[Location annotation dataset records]
================

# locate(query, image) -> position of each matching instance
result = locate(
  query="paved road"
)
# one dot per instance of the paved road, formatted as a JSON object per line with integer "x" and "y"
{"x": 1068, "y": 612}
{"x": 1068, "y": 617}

================

Copy out every line of the records above with nothing altered.

Written answer:
# locate(query, image) -> position of each matching instance
result = locate(
  query="paved road"
)
# one dot per instance of the paved road, formatted as a JSON object per line with integer "x" and "y"
{"x": 1068, "y": 612}
{"x": 1068, "y": 617}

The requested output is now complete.